### Exercise task:
Count how many lines in the data below contain the word "milk". Reply with only that number.

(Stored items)

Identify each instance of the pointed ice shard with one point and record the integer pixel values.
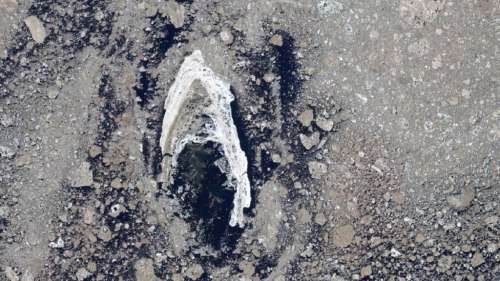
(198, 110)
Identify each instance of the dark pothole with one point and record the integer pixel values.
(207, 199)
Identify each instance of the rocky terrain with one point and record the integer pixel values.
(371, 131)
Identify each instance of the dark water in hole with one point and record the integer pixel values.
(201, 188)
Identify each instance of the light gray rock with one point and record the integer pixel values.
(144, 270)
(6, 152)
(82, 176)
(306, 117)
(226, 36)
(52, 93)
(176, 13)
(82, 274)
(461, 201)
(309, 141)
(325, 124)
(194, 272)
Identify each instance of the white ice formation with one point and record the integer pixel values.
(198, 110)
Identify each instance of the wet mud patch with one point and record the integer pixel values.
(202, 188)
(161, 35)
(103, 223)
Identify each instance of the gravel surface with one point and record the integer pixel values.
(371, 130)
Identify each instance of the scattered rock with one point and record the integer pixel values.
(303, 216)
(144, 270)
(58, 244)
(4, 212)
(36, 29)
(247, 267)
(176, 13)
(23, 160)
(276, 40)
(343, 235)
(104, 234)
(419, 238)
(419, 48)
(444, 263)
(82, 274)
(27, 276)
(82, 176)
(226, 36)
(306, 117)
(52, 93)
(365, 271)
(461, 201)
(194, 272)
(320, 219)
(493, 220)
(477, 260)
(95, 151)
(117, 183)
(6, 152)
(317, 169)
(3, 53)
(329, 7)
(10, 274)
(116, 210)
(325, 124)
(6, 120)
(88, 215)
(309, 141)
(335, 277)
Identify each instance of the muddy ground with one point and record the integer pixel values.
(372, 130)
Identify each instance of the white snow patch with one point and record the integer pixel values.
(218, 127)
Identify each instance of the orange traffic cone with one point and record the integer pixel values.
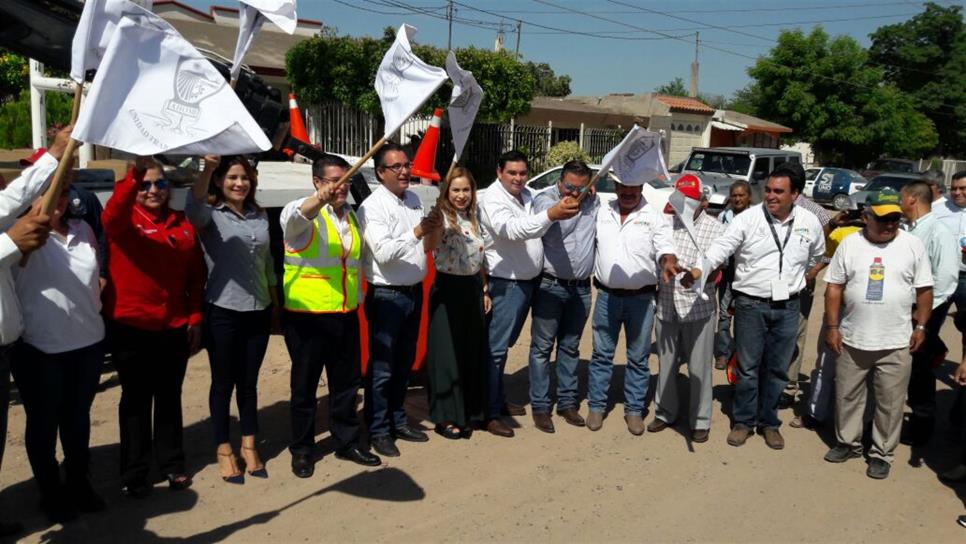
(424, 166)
---
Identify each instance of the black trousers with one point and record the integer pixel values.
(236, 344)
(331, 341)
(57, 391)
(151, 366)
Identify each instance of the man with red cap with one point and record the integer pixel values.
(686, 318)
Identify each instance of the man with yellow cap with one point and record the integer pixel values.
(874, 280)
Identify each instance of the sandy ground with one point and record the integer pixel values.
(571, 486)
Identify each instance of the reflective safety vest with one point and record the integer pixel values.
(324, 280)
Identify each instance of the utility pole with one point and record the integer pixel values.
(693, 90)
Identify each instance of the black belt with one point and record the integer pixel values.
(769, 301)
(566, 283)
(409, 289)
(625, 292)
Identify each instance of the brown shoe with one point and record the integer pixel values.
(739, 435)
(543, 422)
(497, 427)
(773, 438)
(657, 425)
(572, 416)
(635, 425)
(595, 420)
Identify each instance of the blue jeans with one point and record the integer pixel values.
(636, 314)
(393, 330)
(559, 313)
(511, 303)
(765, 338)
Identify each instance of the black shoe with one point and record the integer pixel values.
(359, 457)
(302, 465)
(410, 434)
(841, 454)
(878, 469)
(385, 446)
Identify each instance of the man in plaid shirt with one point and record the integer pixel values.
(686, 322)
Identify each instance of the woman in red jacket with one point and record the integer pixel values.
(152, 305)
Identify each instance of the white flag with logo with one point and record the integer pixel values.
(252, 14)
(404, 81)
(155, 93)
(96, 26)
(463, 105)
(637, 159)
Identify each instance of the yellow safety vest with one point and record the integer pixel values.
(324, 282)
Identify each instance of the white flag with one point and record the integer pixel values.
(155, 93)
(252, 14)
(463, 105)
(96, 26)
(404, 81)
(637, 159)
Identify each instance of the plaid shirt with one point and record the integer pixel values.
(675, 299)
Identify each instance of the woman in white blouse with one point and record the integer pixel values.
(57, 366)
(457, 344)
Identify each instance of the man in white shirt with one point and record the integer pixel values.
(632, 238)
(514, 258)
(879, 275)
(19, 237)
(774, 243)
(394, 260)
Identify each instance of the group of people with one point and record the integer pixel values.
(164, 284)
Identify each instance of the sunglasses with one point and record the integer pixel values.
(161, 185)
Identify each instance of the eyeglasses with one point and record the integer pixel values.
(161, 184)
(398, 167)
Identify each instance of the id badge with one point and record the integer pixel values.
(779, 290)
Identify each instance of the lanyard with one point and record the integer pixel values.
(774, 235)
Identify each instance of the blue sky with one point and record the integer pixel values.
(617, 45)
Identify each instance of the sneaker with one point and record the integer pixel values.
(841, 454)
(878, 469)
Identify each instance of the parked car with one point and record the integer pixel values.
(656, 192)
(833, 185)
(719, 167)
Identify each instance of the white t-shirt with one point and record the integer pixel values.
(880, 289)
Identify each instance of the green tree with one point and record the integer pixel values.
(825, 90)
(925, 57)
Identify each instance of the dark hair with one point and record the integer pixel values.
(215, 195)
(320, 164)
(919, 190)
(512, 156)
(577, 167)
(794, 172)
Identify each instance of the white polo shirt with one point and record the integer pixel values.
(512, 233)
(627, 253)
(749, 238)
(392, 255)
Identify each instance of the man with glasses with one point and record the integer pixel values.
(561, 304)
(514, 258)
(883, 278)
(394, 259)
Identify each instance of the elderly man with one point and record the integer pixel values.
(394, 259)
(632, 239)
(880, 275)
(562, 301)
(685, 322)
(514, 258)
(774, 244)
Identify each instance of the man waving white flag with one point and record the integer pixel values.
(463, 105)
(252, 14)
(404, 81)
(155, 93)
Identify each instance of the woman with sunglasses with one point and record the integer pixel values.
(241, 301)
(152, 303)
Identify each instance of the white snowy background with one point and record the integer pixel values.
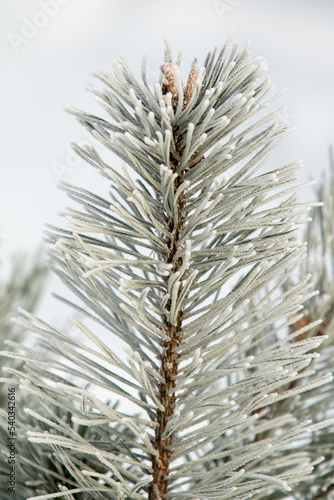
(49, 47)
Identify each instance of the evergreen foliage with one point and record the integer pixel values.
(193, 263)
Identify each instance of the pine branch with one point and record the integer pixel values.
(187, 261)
...
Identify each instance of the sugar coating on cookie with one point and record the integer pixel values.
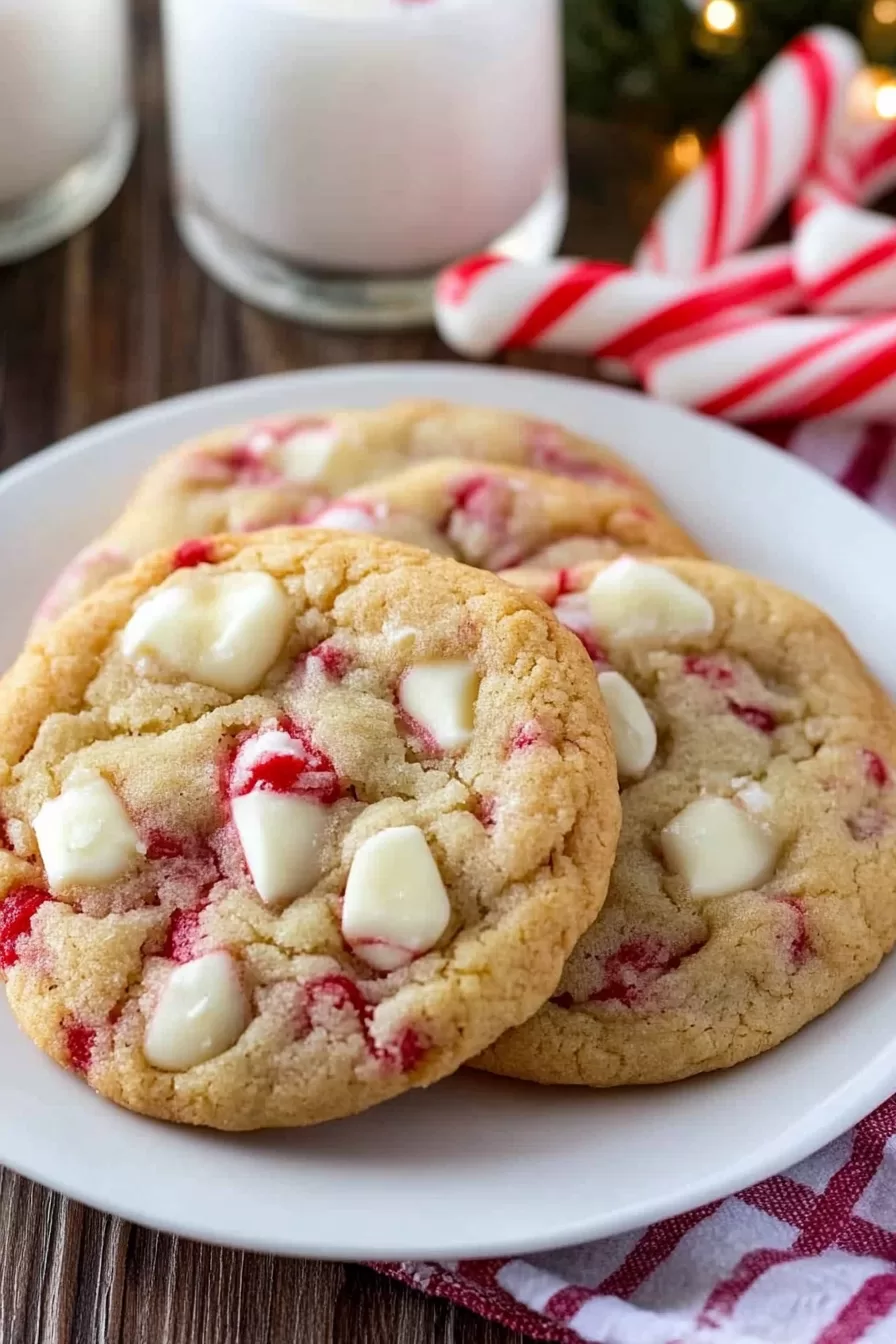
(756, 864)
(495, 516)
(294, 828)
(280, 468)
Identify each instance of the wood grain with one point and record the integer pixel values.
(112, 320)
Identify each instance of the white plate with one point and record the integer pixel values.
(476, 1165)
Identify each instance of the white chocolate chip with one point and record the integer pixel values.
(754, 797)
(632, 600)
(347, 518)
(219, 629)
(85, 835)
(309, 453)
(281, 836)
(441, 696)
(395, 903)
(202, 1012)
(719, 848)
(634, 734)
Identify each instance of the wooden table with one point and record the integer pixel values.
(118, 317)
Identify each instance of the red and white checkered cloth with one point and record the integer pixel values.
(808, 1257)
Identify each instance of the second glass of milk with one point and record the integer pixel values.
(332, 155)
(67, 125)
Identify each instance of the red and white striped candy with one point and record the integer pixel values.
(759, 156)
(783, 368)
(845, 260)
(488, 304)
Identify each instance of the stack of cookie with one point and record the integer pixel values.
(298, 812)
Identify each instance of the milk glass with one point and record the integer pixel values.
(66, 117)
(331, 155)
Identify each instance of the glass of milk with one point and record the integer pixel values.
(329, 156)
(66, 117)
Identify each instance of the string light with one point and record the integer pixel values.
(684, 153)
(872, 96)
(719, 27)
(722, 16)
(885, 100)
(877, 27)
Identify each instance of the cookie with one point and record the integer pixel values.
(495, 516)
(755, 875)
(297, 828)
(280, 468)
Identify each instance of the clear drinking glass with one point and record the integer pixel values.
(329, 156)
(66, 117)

### The output:
3